◆ **Problem requirements**
Among the records below, find the line that has "Target: white roof trim"; from there, give the lines again exactly, and stop after the line that has "Point to the wooden piling".

◆ **Source data**
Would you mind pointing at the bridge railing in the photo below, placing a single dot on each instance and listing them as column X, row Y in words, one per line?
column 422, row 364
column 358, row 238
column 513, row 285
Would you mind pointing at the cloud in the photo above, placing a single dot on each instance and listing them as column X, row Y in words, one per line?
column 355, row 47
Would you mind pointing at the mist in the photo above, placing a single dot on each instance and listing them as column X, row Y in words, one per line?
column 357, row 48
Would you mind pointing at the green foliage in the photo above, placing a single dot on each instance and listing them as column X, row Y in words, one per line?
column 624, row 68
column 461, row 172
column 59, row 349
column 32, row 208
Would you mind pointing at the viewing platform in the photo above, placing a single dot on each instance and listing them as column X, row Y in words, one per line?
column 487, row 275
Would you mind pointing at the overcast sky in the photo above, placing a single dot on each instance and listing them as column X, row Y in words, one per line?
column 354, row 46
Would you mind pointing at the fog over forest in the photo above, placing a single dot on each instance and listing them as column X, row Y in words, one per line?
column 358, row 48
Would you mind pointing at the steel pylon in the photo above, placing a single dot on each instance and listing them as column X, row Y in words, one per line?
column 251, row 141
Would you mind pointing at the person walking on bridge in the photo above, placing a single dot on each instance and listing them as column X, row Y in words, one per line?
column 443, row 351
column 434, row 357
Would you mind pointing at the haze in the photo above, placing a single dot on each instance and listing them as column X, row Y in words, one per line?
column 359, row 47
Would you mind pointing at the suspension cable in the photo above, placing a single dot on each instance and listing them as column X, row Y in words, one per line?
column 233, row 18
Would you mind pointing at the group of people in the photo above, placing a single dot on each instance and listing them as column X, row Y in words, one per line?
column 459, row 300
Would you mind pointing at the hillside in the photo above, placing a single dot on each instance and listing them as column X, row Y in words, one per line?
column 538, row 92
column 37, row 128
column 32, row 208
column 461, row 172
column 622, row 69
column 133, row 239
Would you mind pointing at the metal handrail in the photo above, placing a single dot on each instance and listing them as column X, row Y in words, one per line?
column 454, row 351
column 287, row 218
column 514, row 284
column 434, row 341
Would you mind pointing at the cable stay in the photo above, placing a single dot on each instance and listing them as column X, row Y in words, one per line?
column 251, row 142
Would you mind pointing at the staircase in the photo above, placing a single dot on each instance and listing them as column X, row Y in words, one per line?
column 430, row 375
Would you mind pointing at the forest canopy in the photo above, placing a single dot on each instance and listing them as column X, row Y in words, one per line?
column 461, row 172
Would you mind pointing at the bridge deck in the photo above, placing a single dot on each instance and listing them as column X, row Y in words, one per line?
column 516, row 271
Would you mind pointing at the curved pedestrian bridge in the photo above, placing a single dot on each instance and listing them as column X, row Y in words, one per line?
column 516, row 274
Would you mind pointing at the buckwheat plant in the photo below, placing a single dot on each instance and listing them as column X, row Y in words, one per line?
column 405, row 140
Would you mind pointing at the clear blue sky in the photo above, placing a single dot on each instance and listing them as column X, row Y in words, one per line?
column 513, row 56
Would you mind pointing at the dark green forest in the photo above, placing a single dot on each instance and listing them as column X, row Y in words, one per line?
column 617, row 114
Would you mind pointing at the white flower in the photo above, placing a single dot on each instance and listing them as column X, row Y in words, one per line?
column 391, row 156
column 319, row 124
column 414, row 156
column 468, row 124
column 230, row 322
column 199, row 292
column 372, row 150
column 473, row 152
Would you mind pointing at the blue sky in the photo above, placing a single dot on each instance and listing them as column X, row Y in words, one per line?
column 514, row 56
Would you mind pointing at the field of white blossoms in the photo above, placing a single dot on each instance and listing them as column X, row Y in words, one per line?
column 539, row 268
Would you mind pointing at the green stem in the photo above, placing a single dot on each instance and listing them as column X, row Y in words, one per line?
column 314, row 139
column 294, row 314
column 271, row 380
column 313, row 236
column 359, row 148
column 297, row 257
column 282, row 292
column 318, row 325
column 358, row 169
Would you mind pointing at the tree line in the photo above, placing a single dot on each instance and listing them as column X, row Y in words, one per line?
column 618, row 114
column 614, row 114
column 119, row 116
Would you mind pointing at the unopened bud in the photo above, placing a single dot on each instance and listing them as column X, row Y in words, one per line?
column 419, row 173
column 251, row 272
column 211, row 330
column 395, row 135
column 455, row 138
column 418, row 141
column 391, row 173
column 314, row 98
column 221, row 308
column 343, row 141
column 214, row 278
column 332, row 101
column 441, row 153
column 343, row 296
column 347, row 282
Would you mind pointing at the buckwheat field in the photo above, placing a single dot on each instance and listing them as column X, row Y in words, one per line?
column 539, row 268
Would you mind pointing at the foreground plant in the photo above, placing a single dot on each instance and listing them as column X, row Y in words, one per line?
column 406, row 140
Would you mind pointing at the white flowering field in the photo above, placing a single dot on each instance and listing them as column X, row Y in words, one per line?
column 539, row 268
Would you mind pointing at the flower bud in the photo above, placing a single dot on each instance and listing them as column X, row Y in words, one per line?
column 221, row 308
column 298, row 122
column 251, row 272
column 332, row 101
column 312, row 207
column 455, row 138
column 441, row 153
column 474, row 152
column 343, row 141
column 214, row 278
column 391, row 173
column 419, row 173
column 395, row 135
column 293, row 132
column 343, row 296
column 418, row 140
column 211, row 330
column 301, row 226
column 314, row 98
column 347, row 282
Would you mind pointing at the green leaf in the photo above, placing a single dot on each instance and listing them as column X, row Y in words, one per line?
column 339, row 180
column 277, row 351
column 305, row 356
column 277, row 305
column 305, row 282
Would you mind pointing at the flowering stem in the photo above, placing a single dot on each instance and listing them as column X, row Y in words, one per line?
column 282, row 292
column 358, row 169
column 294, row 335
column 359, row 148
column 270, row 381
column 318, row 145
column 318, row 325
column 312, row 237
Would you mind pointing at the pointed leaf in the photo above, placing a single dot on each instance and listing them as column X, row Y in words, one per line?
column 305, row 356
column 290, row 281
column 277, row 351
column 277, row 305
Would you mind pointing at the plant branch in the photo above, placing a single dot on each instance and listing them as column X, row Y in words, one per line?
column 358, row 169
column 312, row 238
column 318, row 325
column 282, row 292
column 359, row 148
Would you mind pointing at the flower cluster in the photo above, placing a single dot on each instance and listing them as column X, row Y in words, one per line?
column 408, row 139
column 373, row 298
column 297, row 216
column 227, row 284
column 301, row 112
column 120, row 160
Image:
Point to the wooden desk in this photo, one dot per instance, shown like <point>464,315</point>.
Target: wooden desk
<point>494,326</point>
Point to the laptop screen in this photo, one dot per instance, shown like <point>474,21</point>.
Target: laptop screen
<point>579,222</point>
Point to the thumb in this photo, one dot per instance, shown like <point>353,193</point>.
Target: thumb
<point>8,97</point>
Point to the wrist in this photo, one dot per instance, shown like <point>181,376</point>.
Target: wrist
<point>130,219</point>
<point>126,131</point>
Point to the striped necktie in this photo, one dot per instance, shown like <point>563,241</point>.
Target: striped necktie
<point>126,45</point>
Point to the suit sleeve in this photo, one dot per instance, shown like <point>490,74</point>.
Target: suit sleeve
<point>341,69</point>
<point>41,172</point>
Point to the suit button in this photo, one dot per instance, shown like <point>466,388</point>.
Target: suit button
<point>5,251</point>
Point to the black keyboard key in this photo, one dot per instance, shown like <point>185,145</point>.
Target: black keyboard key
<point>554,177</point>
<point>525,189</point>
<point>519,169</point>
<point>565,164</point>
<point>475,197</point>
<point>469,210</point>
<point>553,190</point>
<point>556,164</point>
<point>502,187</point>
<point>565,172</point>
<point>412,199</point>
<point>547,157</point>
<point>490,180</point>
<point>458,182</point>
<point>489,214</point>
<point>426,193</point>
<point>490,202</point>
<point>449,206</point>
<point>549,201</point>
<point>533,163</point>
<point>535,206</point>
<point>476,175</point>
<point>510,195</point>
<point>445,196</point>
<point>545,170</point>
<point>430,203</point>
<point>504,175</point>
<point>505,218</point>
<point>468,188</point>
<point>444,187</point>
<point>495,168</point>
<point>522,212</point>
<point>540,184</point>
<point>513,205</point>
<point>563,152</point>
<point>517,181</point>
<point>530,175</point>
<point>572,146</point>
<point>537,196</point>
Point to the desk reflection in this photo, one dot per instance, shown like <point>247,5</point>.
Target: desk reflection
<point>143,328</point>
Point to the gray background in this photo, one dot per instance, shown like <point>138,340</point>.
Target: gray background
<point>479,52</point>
==
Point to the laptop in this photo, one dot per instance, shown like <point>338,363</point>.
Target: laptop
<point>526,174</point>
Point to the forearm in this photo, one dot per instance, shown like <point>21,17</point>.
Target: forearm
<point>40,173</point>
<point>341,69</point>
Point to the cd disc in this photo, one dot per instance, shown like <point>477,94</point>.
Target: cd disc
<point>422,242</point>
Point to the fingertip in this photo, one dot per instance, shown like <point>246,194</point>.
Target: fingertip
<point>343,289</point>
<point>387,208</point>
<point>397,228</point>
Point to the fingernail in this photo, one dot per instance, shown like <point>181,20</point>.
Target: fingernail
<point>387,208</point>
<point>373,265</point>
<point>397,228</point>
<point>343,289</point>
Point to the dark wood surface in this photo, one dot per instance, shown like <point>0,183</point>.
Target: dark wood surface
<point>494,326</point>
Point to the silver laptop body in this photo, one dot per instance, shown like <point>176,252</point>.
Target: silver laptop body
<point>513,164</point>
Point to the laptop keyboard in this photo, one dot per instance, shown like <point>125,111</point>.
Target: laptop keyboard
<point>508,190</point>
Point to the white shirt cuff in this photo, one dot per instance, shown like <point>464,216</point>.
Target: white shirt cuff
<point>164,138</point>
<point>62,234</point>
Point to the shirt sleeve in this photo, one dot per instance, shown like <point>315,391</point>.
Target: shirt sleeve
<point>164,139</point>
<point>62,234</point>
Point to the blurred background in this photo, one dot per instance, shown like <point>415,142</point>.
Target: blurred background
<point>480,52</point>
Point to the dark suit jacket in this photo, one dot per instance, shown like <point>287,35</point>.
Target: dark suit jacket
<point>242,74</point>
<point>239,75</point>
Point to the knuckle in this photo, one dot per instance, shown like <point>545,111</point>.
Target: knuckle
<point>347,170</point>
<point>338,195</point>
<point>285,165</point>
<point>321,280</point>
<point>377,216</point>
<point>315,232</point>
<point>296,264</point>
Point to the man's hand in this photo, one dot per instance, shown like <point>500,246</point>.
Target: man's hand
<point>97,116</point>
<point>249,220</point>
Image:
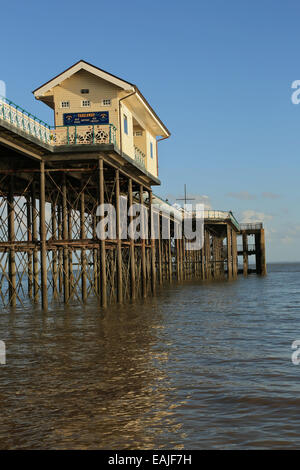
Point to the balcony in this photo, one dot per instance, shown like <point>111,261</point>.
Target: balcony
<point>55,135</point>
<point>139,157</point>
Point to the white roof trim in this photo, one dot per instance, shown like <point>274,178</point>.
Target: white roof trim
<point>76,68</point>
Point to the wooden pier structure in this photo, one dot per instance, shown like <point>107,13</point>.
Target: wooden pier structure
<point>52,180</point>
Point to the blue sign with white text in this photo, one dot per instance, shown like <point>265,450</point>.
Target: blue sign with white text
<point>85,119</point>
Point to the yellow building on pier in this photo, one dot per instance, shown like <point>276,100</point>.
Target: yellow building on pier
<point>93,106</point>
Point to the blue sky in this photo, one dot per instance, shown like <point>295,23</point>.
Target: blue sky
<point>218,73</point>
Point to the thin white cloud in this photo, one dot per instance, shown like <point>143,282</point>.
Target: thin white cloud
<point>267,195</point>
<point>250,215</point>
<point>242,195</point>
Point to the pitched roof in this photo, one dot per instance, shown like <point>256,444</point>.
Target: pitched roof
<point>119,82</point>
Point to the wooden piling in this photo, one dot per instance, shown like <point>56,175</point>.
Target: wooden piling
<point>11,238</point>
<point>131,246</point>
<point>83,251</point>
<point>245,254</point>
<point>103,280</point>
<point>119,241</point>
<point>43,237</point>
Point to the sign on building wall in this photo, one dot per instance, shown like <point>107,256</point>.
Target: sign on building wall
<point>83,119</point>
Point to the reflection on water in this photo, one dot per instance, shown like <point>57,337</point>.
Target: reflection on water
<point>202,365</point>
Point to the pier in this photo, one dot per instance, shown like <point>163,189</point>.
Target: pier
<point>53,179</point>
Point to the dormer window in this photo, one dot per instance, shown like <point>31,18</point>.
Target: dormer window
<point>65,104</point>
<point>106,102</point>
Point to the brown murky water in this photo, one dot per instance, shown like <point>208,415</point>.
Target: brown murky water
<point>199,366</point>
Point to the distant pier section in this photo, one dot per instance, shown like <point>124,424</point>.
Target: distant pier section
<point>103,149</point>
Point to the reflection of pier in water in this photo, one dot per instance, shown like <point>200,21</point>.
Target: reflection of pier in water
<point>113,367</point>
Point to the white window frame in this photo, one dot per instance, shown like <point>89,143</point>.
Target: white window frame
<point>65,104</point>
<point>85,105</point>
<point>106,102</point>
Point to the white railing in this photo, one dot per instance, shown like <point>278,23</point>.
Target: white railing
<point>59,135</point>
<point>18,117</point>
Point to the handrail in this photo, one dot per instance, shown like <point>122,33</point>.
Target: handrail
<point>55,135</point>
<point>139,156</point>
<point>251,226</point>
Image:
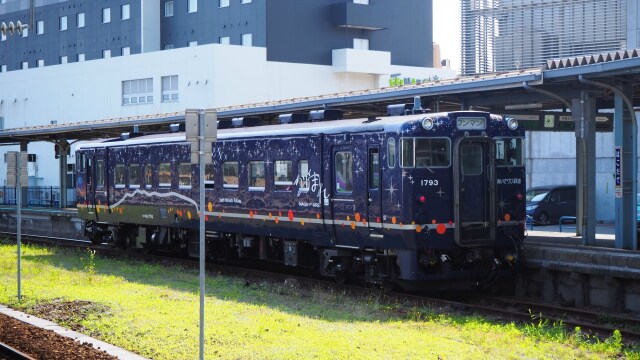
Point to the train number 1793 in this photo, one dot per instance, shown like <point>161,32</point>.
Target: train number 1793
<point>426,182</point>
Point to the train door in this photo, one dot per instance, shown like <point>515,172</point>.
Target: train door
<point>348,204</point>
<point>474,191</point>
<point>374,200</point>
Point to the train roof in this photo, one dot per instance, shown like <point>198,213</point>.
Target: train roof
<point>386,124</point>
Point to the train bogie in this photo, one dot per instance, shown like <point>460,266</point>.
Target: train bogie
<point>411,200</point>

◆ **The answer**
Target: white roof trim
<point>76,68</point>
Point to the wooden pier structure in this photo, one dot per instance, shown like <point>107,13</point>.
Target: wooden pier structure
<point>52,180</point>
Point to the blue sign with white text in this photo, one dot per instance, shown like <point>265,450</point>.
Target: blue sign with white text
<point>85,119</point>
Point to the yellow building on pier in this photo, one dot per instance, shown like <point>276,100</point>.
Target: yellow building on pier
<point>93,106</point>
Point to the blue sky in this photo, one dot per instance, shown like <point>295,23</point>.
Target: blue sky
<point>218,73</point>
Point to the thin white cloud in this photo, one dot per instance, shown like <point>143,282</point>.
Target: thin white cloud
<point>267,195</point>
<point>250,215</point>
<point>242,195</point>
Point to the pitched roof in this photo, one dot per instance, shown like <point>256,444</point>.
Target: pitched roof
<point>119,82</point>
Point to the wooden piling in this photo, one dot per instance, shown like <point>56,175</point>.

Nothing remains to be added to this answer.